▸ Data to process
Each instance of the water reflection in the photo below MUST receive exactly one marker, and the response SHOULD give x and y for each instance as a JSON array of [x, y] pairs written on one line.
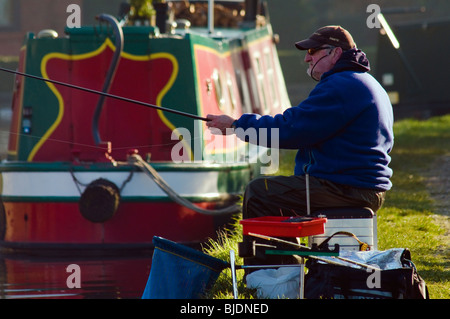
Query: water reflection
[[100, 278]]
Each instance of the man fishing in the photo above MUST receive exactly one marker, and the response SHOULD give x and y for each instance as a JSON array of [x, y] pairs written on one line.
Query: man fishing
[[342, 131]]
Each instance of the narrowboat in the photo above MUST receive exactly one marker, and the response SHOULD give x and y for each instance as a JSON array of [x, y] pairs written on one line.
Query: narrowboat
[[87, 172]]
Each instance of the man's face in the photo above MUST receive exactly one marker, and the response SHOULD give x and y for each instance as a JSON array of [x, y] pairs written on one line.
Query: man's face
[[320, 60]]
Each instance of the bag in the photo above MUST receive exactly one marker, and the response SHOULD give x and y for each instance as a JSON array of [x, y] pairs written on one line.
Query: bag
[[397, 279], [180, 272], [283, 282]]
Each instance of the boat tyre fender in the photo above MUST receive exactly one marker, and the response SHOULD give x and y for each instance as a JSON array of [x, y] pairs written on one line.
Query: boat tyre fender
[[99, 201]]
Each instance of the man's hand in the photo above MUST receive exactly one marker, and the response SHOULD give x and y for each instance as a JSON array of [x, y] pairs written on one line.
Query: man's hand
[[220, 123]]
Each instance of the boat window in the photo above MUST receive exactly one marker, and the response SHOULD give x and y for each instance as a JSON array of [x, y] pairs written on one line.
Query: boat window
[[218, 89], [270, 71], [231, 91], [8, 14], [260, 80]]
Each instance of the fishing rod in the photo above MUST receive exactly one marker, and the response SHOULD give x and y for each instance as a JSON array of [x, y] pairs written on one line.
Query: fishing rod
[[106, 94]]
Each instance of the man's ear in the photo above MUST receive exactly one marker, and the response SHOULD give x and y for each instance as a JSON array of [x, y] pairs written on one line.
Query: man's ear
[[336, 54]]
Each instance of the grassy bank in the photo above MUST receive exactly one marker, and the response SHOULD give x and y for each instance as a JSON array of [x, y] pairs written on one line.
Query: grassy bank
[[408, 218]]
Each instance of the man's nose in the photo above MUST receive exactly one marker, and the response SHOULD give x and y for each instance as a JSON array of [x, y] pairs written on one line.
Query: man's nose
[[307, 57]]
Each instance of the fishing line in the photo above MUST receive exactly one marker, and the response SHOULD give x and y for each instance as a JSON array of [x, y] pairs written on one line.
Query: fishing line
[[106, 94]]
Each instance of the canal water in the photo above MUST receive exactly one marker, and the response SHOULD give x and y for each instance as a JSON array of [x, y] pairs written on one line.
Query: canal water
[[116, 277]]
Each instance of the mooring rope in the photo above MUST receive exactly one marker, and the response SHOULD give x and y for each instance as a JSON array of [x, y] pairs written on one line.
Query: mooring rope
[[137, 160]]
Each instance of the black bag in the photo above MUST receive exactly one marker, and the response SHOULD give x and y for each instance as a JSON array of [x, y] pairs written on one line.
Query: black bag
[[330, 281]]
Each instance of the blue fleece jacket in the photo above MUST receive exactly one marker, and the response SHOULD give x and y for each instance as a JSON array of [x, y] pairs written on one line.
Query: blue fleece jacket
[[343, 130]]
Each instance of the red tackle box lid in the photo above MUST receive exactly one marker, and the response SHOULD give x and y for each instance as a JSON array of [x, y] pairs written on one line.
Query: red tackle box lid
[[279, 226]]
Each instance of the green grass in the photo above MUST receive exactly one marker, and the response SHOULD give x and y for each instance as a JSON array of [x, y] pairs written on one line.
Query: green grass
[[407, 219]]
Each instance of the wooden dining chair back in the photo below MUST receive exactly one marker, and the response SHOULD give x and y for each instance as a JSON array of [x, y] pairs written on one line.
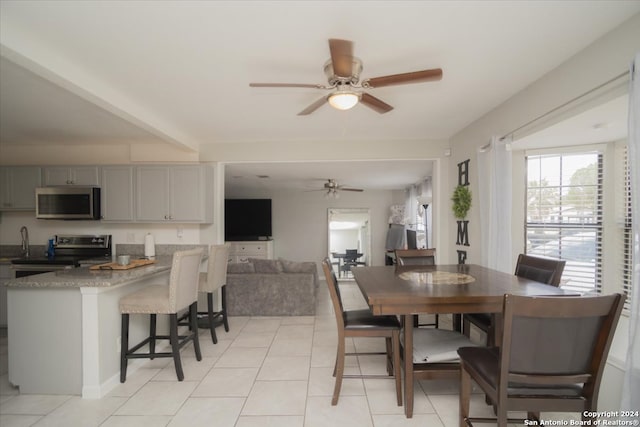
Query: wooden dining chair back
[[406, 257], [361, 323], [576, 333], [543, 270], [416, 257]]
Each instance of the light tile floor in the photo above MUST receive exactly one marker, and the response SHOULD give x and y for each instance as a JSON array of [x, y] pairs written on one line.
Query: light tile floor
[[266, 372]]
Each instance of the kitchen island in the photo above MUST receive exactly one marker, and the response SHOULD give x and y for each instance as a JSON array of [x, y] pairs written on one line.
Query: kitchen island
[[64, 327]]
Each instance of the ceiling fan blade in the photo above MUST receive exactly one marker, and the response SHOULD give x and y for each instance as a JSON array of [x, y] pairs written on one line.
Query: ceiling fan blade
[[341, 57], [313, 107], [405, 78], [375, 103], [287, 85]]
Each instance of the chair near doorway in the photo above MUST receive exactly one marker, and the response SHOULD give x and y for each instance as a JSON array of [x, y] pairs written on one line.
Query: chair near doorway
[[361, 323], [414, 257], [350, 260], [543, 270], [517, 376], [181, 294]]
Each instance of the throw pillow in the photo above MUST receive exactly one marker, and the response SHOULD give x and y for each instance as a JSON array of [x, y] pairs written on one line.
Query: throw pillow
[[266, 265], [240, 268], [297, 267]]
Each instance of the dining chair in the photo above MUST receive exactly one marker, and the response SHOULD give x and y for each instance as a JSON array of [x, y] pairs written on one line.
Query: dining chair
[[575, 334], [434, 357], [543, 270], [409, 257], [350, 260], [210, 281], [181, 294], [361, 323]]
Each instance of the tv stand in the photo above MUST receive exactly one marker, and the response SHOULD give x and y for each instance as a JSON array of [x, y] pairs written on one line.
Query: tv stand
[[243, 250]]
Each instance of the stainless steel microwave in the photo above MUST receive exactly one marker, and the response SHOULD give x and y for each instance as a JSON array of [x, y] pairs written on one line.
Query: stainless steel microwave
[[68, 202]]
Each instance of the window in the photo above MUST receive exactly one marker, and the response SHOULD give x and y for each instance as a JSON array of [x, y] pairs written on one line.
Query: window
[[564, 215]]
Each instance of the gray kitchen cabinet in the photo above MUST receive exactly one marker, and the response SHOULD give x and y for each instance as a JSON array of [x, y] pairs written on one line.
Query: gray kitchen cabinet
[[17, 187], [172, 194], [71, 175], [5, 274], [117, 193]]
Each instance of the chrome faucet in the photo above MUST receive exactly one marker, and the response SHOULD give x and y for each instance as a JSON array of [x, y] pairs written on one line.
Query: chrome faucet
[[24, 232]]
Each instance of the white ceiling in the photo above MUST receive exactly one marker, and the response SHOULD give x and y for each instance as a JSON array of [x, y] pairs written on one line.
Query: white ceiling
[[179, 72]]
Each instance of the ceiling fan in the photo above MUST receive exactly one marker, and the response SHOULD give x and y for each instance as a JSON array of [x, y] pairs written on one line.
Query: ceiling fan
[[331, 188], [343, 74]]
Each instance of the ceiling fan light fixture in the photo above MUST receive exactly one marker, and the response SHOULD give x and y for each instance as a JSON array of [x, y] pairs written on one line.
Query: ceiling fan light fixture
[[343, 100]]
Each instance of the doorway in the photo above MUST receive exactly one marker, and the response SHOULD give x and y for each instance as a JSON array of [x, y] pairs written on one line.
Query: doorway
[[348, 230]]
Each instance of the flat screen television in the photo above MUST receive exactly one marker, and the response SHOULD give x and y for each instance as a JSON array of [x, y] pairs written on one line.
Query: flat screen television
[[412, 242], [247, 219]]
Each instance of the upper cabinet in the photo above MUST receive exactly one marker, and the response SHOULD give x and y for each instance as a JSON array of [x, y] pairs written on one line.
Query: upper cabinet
[[173, 194], [73, 175], [117, 192], [18, 187]]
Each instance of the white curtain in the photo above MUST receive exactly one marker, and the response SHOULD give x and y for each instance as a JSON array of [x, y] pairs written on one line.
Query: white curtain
[[494, 200], [631, 387]]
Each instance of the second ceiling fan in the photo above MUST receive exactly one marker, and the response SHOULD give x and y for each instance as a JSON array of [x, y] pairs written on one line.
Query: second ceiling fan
[[343, 76]]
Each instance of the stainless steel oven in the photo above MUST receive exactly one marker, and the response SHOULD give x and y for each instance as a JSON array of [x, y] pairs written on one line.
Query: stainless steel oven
[[23, 270]]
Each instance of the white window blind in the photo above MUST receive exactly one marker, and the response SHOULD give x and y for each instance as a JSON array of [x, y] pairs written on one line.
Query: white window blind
[[624, 220], [564, 215]]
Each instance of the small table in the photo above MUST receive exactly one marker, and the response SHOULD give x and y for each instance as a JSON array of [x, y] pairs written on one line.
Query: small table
[[406, 291]]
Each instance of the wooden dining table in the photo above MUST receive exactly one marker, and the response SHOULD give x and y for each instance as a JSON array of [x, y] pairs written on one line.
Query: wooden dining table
[[456, 289]]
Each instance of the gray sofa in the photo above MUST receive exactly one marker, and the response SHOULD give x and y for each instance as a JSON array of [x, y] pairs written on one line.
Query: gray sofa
[[272, 288]]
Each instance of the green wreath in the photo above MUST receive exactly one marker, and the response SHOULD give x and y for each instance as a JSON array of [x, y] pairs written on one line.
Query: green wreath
[[461, 201]]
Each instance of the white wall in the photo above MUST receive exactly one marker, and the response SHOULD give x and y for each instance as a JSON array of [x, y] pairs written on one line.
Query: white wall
[[300, 222], [598, 63]]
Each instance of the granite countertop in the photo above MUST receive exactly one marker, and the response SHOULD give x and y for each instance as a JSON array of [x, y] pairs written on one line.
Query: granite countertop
[[84, 277]]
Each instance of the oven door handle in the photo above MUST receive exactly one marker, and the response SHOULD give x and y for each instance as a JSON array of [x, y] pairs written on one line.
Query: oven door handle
[[40, 267]]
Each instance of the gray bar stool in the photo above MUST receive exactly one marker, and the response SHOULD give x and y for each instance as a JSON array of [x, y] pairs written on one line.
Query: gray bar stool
[[181, 293]]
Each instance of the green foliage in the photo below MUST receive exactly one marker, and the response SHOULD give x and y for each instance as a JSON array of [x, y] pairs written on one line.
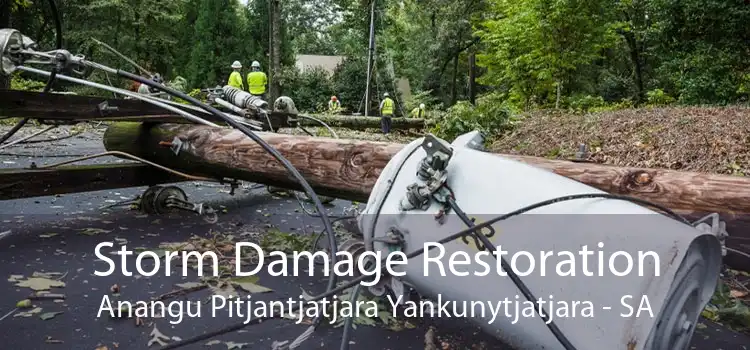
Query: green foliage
[[586, 103], [178, 83], [430, 101], [310, 89], [576, 54], [728, 309], [490, 116], [658, 97], [19, 83]]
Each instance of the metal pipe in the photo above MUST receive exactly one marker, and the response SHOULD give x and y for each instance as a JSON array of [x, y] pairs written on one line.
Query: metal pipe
[[27, 137], [187, 115], [229, 105]]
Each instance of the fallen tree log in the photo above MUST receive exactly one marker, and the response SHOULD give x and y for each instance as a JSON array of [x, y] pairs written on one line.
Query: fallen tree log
[[362, 123], [348, 169]]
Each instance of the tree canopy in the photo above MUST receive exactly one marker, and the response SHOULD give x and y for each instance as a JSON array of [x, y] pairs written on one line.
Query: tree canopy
[[527, 53]]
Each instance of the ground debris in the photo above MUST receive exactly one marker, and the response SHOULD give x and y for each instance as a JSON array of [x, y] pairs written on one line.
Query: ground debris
[[702, 139], [157, 337]]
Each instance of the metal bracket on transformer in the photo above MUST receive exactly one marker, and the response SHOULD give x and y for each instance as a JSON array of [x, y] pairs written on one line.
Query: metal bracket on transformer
[[712, 224], [432, 171]]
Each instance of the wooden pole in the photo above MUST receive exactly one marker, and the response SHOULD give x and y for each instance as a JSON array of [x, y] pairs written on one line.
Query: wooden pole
[[348, 169], [362, 123]]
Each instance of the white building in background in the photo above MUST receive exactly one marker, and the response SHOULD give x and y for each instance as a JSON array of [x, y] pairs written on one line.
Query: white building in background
[[329, 64]]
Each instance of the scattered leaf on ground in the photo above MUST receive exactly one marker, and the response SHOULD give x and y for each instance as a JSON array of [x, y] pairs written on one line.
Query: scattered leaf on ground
[[232, 345], [249, 284], [29, 313], [224, 289], [90, 231], [48, 274], [15, 278], [189, 285], [51, 340], [157, 337], [40, 283], [49, 315]]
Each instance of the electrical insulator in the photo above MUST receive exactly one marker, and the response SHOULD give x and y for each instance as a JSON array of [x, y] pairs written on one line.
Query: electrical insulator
[[243, 99], [655, 306]]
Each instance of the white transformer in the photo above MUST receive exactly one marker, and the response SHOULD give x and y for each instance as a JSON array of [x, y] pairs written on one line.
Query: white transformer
[[675, 266]]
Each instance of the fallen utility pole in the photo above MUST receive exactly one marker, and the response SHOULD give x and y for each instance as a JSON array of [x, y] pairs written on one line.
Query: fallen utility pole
[[348, 169], [362, 123]]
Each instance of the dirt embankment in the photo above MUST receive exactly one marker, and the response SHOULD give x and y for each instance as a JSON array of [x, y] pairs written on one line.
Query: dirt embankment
[[704, 139]]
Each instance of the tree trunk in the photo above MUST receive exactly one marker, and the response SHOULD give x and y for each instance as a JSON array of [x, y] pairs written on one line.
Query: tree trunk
[[348, 169], [4, 23], [472, 76], [275, 18], [357, 164], [454, 89], [362, 123]]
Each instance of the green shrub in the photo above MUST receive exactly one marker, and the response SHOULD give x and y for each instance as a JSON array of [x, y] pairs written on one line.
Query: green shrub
[[491, 115], [584, 103], [658, 97]]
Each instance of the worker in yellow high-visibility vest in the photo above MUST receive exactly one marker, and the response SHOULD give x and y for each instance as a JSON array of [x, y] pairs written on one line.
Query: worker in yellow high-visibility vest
[[235, 79], [386, 113], [257, 81]]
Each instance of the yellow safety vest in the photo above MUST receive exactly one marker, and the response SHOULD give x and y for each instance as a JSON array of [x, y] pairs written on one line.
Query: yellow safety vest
[[387, 107], [256, 82], [235, 80], [417, 113]]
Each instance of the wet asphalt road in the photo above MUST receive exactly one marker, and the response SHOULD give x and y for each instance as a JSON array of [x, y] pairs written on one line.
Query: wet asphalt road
[[45, 236]]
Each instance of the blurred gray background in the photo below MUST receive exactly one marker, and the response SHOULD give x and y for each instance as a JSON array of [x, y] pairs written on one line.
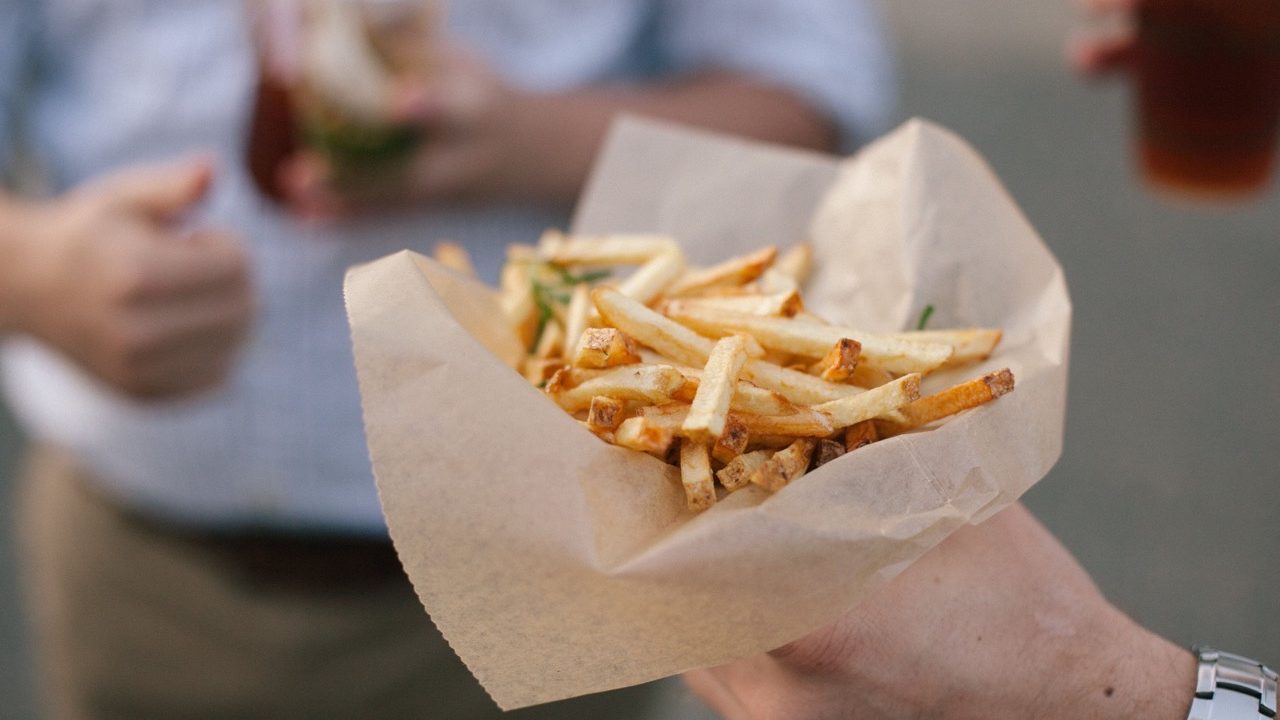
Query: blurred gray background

▸ Task prompt
Your response should be made up of the lines in the data that contain the word "blurred".

▸ Response box
Each instance of the blurred gray background in the photo below MUST receive exactly one marker, and the response SHOULD give x and y for each instance as a JSON array of [x, y] pairs written on one line.
Query: blurred gray background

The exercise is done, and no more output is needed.